TEXT SECTION »
>>>>
You are viewing a plain text version of this content. The canonical link for it is here.

Posted to java-user@lucene.apache.org by Matt Quail <ma...@cenqua.com> on 2005/06/07 11:42:10 UTC

Documents returned by Scorer

I've been playing around with a custom Query, and I've just realized  
that my Scorer is likely to return the same document more then once.  
Before I delve a bit further, can anyone tell me if this is this a  
Bad Thing?

=Matt

---------------------------------------------------------------------
To unsubscribe, e-mail: java-user-unsubscribe@lucene.apache.org
For additional commands, e-mail: java-user-help@lucene.apache.org

Re: Doing a Join across indexes [was Documents returned by Scorer]

Posted by Paul Elschot <pa...@xs4all.nl>.

On Wednesday 08 June 2005 01:30, Matt Quail wrote:
> 
> On 08/06/2005, at 1:33 AM, Paul Elschot wrote:
> 
> > On Tuesday 07 June 2005 11:42, Matt Quail wrote:
> >
> >> I've been playing around with a custom Query, and I've just realized
> >> that my Scorer is likely to return the same document more then once.
> >> Before I delve a bit further, can anyone tell me if this is this a
> >> Bad Thing?
<<<<
RAW DATA »
>>>>
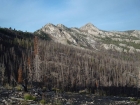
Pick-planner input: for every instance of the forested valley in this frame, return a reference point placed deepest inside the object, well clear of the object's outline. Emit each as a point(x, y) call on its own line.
point(36, 60)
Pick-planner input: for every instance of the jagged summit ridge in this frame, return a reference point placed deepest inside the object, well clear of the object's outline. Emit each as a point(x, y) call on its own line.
point(89, 36)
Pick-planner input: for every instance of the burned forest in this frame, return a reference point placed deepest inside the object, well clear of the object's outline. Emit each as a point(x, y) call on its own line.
point(35, 60)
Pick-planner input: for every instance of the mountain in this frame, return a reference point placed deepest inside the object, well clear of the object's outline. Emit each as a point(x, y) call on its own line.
point(34, 59)
point(89, 36)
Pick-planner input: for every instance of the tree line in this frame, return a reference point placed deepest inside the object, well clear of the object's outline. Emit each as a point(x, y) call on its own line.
point(35, 61)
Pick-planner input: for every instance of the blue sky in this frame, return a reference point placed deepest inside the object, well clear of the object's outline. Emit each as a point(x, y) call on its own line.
point(30, 15)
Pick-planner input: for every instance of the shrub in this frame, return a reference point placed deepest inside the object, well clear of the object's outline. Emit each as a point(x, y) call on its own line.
point(29, 97)
point(42, 101)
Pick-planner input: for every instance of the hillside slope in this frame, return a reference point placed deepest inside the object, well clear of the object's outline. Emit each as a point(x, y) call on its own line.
point(89, 36)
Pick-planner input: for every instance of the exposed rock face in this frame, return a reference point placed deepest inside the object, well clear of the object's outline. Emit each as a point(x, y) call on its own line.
point(89, 36)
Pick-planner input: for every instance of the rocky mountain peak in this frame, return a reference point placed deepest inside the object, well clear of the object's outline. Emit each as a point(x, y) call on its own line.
point(61, 26)
point(89, 27)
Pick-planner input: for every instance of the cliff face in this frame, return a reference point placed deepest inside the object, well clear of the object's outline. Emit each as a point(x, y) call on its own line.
point(89, 36)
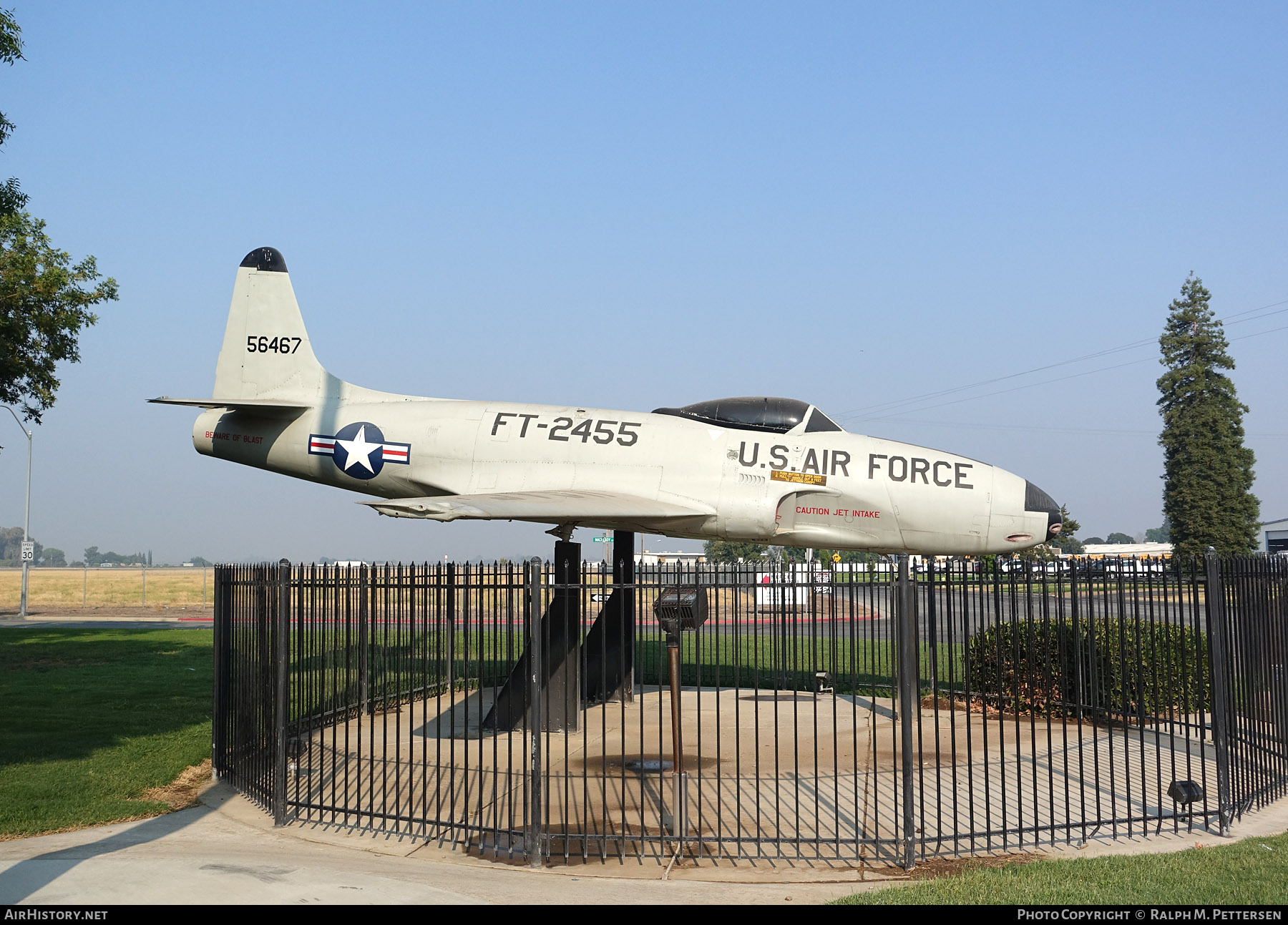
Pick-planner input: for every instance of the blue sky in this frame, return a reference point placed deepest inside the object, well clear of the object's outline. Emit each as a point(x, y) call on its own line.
point(642, 205)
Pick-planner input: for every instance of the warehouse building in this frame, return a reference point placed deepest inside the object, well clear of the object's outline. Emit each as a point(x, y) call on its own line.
point(1273, 537)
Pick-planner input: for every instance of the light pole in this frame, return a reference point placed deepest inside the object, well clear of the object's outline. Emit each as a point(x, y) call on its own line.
point(26, 514)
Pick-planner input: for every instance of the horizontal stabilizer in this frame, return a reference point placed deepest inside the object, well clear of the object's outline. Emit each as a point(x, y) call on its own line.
point(544, 506)
point(264, 406)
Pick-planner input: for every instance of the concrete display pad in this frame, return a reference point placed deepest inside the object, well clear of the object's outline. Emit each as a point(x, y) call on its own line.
point(772, 775)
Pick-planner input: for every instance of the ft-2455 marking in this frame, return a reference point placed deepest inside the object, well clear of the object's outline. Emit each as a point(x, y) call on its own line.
point(563, 429)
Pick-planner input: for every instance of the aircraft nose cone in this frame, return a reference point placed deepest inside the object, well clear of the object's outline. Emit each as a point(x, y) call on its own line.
point(1037, 500)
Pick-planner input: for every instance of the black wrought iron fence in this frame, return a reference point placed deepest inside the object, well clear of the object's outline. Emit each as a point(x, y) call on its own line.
point(821, 713)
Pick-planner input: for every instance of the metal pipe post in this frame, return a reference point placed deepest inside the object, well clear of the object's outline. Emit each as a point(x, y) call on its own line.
point(283, 651)
point(679, 793)
point(532, 834)
point(908, 683)
point(26, 516)
point(1214, 593)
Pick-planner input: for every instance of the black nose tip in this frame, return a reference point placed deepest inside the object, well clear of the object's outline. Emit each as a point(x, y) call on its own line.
point(1037, 500)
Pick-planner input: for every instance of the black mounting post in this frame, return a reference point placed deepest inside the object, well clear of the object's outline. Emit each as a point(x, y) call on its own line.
point(281, 700)
point(908, 706)
point(536, 724)
point(611, 640)
point(560, 638)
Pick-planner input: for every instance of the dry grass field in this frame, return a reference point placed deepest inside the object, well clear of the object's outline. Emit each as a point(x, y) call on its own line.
point(69, 588)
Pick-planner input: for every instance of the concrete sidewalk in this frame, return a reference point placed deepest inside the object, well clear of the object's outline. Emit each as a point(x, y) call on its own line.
point(223, 852)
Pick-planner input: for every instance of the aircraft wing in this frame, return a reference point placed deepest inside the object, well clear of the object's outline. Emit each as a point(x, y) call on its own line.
point(544, 506)
point(255, 405)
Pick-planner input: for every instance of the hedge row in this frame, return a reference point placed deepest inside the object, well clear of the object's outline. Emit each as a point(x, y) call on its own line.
point(1101, 667)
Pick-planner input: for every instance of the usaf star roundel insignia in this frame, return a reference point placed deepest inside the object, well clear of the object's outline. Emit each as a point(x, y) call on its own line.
point(360, 450)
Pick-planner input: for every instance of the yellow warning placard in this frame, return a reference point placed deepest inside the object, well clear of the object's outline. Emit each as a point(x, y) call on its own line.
point(798, 477)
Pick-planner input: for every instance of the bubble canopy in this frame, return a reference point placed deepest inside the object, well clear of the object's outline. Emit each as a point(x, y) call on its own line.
point(756, 413)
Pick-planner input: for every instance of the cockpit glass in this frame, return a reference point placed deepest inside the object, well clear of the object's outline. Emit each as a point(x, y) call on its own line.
point(819, 421)
point(776, 415)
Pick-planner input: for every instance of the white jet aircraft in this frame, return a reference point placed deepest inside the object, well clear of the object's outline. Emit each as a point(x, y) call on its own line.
point(773, 471)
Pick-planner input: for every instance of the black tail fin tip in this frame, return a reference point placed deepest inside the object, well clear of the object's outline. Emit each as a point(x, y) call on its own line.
point(265, 259)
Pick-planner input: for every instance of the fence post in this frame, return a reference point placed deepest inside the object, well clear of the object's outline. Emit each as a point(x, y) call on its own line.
point(908, 685)
point(219, 633)
point(1214, 594)
point(283, 706)
point(532, 598)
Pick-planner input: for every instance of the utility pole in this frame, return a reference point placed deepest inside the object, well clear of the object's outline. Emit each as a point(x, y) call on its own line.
point(26, 518)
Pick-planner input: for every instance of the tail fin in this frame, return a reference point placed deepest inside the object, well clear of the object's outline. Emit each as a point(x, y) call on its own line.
point(267, 352)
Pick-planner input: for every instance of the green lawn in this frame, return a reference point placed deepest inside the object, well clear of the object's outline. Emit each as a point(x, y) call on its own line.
point(1249, 871)
point(89, 719)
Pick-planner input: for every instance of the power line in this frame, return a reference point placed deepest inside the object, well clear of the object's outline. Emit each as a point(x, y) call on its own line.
point(1030, 386)
point(1058, 428)
point(894, 403)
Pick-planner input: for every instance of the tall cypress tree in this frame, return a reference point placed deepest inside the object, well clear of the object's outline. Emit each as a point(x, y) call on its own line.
point(1207, 472)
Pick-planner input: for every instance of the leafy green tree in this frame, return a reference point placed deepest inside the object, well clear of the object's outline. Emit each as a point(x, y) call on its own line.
point(12, 199)
point(1067, 542)
point(1159, 534)
point(45, 299)
point(1207, 472)
point(729, 550)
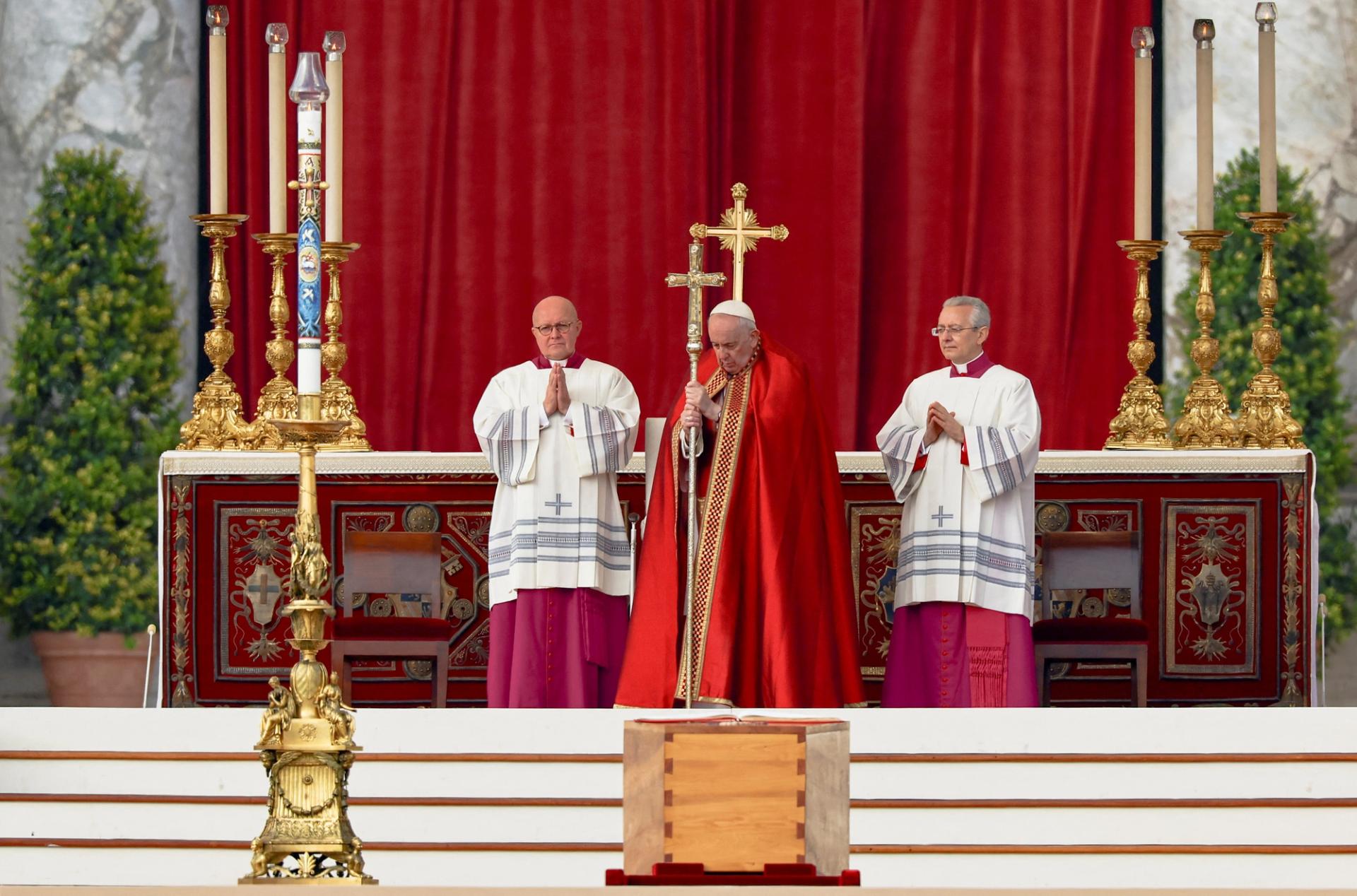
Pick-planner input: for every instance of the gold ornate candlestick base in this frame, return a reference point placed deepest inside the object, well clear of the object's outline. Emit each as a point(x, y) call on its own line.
point(337, 399)
point(1206, 421)
point(278, 396)
point(1140, 418)
point(305, 736)
point(1265, 418)
point(216, 423)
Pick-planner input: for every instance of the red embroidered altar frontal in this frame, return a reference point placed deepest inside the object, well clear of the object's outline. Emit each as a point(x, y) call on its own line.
point(1227, 584)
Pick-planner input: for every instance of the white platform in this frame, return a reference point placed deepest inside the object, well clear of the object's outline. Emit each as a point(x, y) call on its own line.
point(983, 798)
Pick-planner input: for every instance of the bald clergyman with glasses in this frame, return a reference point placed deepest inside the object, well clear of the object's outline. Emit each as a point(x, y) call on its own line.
point(557, 430)
point(961, 455)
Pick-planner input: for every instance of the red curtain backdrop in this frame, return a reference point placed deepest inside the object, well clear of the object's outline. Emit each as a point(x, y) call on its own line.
point(498, 151)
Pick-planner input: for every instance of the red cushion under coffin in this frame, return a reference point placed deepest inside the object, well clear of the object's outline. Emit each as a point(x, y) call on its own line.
point(391, 627)
point(1082, 630)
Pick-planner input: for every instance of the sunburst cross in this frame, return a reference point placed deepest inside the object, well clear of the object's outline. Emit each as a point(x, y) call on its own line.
point(740, 234)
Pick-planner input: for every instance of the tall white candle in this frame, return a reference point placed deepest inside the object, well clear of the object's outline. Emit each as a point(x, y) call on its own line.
point(1143, 44)
point(1267, 18)
point(277, 38)
point(334, 48)
point(1204, 32)
point(218, 20)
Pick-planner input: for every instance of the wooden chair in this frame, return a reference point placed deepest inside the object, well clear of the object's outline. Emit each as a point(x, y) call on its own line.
point(392, 564)
point(1091, 560)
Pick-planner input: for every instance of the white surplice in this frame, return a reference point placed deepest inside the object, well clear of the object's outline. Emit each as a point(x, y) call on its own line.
point(557, 521)
point(967, 531)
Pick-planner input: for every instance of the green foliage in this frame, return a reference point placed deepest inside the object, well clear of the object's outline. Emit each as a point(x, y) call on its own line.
point(1308, 362)
point(94, 365)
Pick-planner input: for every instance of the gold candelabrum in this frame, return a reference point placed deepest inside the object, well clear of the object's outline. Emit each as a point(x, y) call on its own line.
point(278, 396)
point(336, 396)
point(218, 423)
point(1265, 418)
point(305, 735)
point(1206, 421)
point(1140, 418)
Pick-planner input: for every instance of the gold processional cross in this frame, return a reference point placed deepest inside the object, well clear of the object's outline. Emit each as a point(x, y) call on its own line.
point(739, 232)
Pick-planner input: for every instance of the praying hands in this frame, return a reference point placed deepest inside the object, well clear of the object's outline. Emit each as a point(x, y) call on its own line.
point(942, 421)
point(558, 396)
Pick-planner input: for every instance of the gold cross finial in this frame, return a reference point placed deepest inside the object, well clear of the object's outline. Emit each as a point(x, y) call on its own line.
point(740, 234)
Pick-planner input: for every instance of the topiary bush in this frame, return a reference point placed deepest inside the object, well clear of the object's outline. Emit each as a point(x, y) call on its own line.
point(95, 360)
point(1308, 362)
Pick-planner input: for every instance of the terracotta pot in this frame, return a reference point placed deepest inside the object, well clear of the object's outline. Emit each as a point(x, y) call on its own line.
point(100, 671)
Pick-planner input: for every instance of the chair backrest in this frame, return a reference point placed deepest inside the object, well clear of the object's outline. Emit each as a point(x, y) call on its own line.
point(1090, 560)
point(392, 564)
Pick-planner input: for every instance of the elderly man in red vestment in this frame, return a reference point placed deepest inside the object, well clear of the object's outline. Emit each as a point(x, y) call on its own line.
point(773, 596)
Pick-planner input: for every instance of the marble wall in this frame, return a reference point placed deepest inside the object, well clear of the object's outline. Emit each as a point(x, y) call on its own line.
point(119, 73)
point(1317, 128)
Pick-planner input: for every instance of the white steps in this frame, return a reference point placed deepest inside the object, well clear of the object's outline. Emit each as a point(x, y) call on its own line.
point(988, 798)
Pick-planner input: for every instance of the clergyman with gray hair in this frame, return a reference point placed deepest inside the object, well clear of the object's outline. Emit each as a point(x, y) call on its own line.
point(961, 455)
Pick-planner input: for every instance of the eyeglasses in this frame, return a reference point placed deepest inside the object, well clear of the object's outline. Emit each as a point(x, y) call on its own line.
point(560, 329)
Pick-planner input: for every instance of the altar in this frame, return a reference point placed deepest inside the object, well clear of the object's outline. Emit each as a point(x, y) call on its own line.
point(1243, 517)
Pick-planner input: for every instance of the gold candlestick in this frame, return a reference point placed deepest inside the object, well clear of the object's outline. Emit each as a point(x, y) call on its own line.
point(1265, 418)
point(1140, 418)
point(278, 396)
point(337, 399)
point(305, 735)
point(1206, 421)
point(216, 423)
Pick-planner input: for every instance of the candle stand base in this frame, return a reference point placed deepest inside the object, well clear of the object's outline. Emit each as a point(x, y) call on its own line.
point(216, 423)
point(1265, 418)
point(1206, 421)
point(1140, 421)
point(305, 735)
<<<<
WRITTEN INSTRUCTION » Please retype the mailing list thread above about documents returned by Scorer in full, word for word.

SOLUTION TO THIS PROBLEM »
You are viewing a plain text version of this content. The canonical link for it is here.

Posted to java-user@lucene.apache.org by Matt Quail <ma...@cenqua.com> on 2005/06/07 11:42:10 UTC

Documents returned by Scorer

I've been playing around with a custom Query, and I've just realized  
that my Scorer is likely to return the same document more then once.  
Before I delve a bit further, can anyone tell me if this is this a  
Bad Thing?

=Matt

---------------------------------------------------------------------
To unsubscribe, e-mail: java-user-unsubscribe@lucene.apache.org
For additional commands, e-mail: java-user-help@lucene.apache.org

Re: Doing a Join across indexes [was Documents returned by Scorer]

Posted by Paul Elschot <pa...@xs4all.nl>.

On Wednesday 08 June 2005 01:30, Matt Quail wrote:
> 
> On 08/06/2005, at 1:33 AM, Paul Elschot wrote:
> 
> > On Tuesday 07 June 2005 11:42, Matt Quail wrote:
> >
> >> I've been playing around with a custom Query, and I've just realized
> >> that my Scorer is likely to return the same document more then once.
> >> Before I delve a bit further, can anyone tell me if this is this a
> >> Bad Thing?